#### EXERCISE PROMPT
In the data below, find every line that contains the word "purple" and copy each one. Matches are case-sensitive.

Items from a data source
[Begin]

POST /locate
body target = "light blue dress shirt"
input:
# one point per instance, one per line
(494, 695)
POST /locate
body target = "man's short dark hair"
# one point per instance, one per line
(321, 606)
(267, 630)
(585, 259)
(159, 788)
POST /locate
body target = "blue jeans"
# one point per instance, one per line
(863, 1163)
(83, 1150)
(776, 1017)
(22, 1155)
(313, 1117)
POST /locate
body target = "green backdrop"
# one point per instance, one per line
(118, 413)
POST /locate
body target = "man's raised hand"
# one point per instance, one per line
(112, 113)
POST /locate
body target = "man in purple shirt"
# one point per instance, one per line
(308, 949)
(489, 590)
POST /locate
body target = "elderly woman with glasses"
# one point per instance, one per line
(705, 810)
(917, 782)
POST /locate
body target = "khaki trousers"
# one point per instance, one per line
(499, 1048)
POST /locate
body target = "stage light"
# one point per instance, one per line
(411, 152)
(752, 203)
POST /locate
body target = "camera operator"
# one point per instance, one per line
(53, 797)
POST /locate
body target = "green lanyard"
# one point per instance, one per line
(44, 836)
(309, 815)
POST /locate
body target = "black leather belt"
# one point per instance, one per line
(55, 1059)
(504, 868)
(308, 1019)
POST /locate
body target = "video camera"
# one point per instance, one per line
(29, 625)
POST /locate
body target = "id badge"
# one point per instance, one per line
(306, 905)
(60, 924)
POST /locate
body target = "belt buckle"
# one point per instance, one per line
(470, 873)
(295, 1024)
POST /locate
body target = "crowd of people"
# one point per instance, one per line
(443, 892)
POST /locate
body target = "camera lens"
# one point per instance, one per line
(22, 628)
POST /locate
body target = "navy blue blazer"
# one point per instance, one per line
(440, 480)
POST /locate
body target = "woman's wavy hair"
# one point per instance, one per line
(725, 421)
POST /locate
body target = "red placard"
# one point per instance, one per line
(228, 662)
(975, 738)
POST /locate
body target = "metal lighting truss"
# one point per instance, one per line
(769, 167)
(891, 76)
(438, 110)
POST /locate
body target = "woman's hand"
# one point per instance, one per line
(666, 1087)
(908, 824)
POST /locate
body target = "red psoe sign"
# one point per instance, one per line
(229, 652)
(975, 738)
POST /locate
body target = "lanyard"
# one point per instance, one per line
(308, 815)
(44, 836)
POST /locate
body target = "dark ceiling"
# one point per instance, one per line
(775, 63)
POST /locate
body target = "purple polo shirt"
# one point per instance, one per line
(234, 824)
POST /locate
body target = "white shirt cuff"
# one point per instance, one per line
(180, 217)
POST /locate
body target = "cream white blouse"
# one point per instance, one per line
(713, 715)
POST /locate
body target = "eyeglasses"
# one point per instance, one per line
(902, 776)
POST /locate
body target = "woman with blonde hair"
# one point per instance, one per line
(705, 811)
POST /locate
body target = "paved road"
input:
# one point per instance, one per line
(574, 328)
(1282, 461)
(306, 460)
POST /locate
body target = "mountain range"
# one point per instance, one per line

[End]

#### FULL RESPONSE
body target = "man in purple shirt"
body target = "purple polo shirt"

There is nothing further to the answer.